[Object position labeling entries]
↓↓↓

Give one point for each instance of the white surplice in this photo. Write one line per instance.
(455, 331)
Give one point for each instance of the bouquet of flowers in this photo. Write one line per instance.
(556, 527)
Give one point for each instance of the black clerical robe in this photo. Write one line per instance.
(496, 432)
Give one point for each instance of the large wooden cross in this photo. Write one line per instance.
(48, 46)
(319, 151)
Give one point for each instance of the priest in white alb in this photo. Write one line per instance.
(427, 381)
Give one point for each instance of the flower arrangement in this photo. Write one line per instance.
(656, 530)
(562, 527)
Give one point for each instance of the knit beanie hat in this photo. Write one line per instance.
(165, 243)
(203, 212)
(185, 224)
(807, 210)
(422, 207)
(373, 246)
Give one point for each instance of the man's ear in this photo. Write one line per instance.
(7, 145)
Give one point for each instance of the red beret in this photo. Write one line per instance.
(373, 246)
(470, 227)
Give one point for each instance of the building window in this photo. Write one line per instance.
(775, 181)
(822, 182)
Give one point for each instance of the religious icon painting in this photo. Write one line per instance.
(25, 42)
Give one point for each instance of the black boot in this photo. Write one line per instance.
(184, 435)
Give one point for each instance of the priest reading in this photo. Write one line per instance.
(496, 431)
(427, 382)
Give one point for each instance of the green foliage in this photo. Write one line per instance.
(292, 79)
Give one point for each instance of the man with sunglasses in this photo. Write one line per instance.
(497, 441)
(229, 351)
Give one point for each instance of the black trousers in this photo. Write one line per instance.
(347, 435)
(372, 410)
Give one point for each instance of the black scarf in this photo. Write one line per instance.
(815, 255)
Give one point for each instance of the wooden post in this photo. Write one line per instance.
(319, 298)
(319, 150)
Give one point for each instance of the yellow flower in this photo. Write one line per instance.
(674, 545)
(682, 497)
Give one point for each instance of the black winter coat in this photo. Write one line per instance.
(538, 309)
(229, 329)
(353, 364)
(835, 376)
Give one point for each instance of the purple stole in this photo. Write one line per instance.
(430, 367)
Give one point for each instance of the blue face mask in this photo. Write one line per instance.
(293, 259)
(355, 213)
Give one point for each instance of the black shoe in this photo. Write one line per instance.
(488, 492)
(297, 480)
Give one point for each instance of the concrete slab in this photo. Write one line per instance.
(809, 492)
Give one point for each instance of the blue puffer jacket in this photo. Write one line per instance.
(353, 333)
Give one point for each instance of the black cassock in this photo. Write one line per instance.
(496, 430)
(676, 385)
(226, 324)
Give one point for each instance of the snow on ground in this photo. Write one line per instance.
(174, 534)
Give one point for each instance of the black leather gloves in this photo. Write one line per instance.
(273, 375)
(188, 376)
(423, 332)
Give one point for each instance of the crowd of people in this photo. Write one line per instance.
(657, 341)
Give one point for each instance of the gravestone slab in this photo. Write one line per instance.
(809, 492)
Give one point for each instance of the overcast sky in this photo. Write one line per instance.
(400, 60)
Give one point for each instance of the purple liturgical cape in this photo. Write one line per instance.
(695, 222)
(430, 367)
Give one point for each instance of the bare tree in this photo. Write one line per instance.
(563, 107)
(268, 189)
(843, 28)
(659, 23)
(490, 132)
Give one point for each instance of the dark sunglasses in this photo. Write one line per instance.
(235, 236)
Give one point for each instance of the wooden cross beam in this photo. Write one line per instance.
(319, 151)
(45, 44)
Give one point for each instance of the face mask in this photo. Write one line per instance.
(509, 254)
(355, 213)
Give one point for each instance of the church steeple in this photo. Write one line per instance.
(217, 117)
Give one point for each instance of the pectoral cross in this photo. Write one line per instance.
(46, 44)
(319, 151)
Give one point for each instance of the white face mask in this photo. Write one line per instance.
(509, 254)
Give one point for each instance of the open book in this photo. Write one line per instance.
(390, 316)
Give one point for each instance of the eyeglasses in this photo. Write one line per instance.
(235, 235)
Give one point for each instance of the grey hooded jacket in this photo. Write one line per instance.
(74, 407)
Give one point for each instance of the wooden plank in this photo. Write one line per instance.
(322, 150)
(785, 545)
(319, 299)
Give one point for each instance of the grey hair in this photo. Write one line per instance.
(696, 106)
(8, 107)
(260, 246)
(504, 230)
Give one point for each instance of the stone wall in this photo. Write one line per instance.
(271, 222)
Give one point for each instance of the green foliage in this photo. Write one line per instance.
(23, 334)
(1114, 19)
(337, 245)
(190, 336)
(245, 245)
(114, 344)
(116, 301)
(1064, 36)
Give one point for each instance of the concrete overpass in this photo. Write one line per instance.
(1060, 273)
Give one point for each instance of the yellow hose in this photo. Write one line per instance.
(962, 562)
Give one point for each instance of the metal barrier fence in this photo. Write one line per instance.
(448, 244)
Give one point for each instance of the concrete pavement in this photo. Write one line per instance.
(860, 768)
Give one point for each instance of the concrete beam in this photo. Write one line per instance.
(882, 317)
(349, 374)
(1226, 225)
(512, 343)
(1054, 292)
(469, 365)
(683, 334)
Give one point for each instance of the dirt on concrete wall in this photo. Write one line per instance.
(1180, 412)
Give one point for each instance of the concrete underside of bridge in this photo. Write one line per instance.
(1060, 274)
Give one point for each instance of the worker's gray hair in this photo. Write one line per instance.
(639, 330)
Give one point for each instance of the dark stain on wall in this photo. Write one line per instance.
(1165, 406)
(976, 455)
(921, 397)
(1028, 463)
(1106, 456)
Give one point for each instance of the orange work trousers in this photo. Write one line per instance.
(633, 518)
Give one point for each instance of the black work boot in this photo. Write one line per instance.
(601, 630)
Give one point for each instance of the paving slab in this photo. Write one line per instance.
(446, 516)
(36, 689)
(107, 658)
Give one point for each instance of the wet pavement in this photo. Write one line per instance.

↑↑↑

* [WORK INSTRUCTIONS]: Go through the listing and copy all of it exactly.

* [SOLUTION]:
Give one point for each instance of the white surplice in this photo. Write one line per instance.
(455, 331)
Give one point for each instance of the bouquet of flowers in this photo. Write one line per instance.
(556, 527)
Give one point for each instance of the black clerical robe in this photo. Write one line per instance.
(496, 432)
Give one point for each instance of the large wooden cross in this photo. Write one line per instance.
(48, 46)
(319, 151)
Give one point for each instance of the priest in white alb in this photo. Write one line per instance.
(427, 381)
Give one point for each instance of the flower arrangement in this photo. Write one line per instance.
(656, 530)
(562, 527)
Give one point for each instance of the knit beanie hat in this photo. Write one line per instance.
(165, 243)
(203, 212)
(185, 224)
(807, 210)
(422, 207)
(373, 246)
Give one point for each instance of the man's ear in this photo. Write one line per instance.
(7, 145)
Give one point for each instance of the red beret in this photo. Write one line per instance.
(373, 246)
(470, 227)
Give one point for each instance of the building window in this photo. Write one line per instance.
(775, 181)
(822, 182)
Give one point for each instance of the religious icon painting in this photo. Write one line per instance.
(25, 42)
Give one point for each instance of the black boot in this photo. Write one line per instance.
(184, 435)
Give one point for each instance of the priest reading in this photo. Write one line per instance.
(496, 431)
(427, 382)
Give one point for each instance of the green foliage in this photo. Write one line per instance.
(292, 79)
Give one point for each instance of the man with sunglasses in this photo. Write one line per instance.
(497, 441)
(229, 351)
Give one point for each instance of the black trousers in this photo. Write one line per instance.
(347, 435)
(372, 410)
Give one point for each instance of the black scarf in this photo. Write one line per instance.
(815, 255)
Give one point for each instance of the wooden post in this photo. Write one line per instance.
(319, 298)
(319, 150)
Give one point for each instance of the yellow flower in this photo. Write one line per instance.
(674, 545)
(682, 497)
Give one point for each instance of the black winter coat in this photo. Write one line per instance.
(538, 309)
(229, 329)
(353, 364)
(835, 376)
Give one point for each instance of the purple stole in this photo. Write one line per instance.
(430, 367)
Give one point for each instance of the blue face mask in this photo. Write one line per instance.
(293, 259)
(355, 213)
Give one point for each instance of the black shoe in this photo. Write one line per instance.
(488, 492)
(297, 480)
Give one point for each instance of the concrete slab in this photo. Write one line per instance.
(809, 492)
Give one point for each instance of the blue puffer jacket in this photo. Write one line per instance.
(353, 333)
Give one point for each instance of the black cassock in this photo. Write one line per instance.
(496, 430)
(676, 385)
(226, 324)
Give one point for each instance of the snow on ground in this photo. Write one line per instance.
(174, 534)
Give one point for each instance of the black leather gloves in this photo. Write one line per instance.
(273, 375)
(188, 376)
(423, 332)
Give one point for each instance of the crowd of people in this photo. Write one line per instance.
(657, 341)
Give one point for each instance of the gravestone slab in this photo. Write one line per instance.
(809, 492)
Give one point for each instance of the overcast sky in this photo. Write one line per instance.
(400, 60)
Give one point for each instance of the purple liturgical cape in this photo. Write one line per instance.
(695, 222)
(430, 367)
Give one point for each instance of the bare tree in this photo. Write one line per instance.
(563, 107)
(268, 189)
(843, 28)
(659, 23)
(490, 132)
Give one point for each instance of the dark sunglasses in this photo. Write one line per instance.
(235, 236)
Give one point for each instance of the wooden cross beam in this photo. Write one line per instance.
(319, 151)
(45, 44)
Give one point for each instance of the face mask in this photo. Write one line per instance.
(509, 254)
(355, 213)
Give one point for each instance of the church steeple in this photo. Write one line per instance.
(217, 117)
Give one point for each instance of the pectoral cross in this photo. Write one line per instance.
(46, 44)
(319, 151)
Give one point for each instance of the white face mask in this photo. Write one line per instance.
(509, 254)
Give one point for each instance of the open book in this photo. Write one line per instance.
(390, 316)
Give one point for each instance of the eyeglasses in this photo. Write one line per instance.
(235, 235)
Give one point for each instance of the grey hooded jacket in this photo. Write one line per instance.
(74, 407)
Give one point for each instance of the wooden plank in this photo. Write one line per instance.
(322, 150)
(785, 545)
(319, 299)
Give one point for each instance of the grey hair in this photo. Write one line per instance.
(696, 106)
(8, 107)
(260, 246)
(504, 230)
Give one point for each instance of the stone wall in this photo. Write one line per instance.
(271, 222)
Give one point for each instance of the green foliage in this photo. Write one line per instance.
(23, 334)
(1114, 19)
(337, 245)
(190, 336)
(245, 245)
(114, 344)
(116, 301)
(1064, 36)
Give one point for each instance of the concrete overpass in this photo. Write one line per instance.
(1060, 273)
Give one point for each instance of the yellow hose in this photo. Write one line per instance.
(962, 562)
Give one point for each instance of the metal barrier fence in this photo. Write one line per instance.
(448, 244)
Give one point for each instance of the concrete pavement in this photo. Write one line per instance.
(860, 768)
Give one point for each instance of the concrete beam in this photo. Write one line per instance.
(882, 317)
(349, 374)
(1226, 225)
(512, 343)
(1054, 292)
(469, 365)
(683, 334)
Give one point for each instance of the dirt on concrete wall in this photo. Write one line per instance.
(1180, 412)
Give one point for each instance of the concrete underside of bridge in this photo. Write one line per instance.
(1060, 274)
Give one point for each instance of the worker's gray hair in this photo. Write one line per instance.
(639, 330)
Give one point for each instance of the dark stain on wall in this photo. Write one line per instance.
(1165, 406)
(976, 455)
(921, 397)
(1028, 463)
(1106, 456)
Give one point for each instance of the orange work trousers in this photo. Write one line per instance.
(633, 518)
Give one point for each instance of the black work boot in this photo. Write one line per instance.
(601, 630)
Give one point for each instance of the paving slab in this photo. Write one line per instance.
(446, 516)
(36, 689)
(107, 658)
Give one point for each instance of the wet pavement in this photo. Write one line per instance.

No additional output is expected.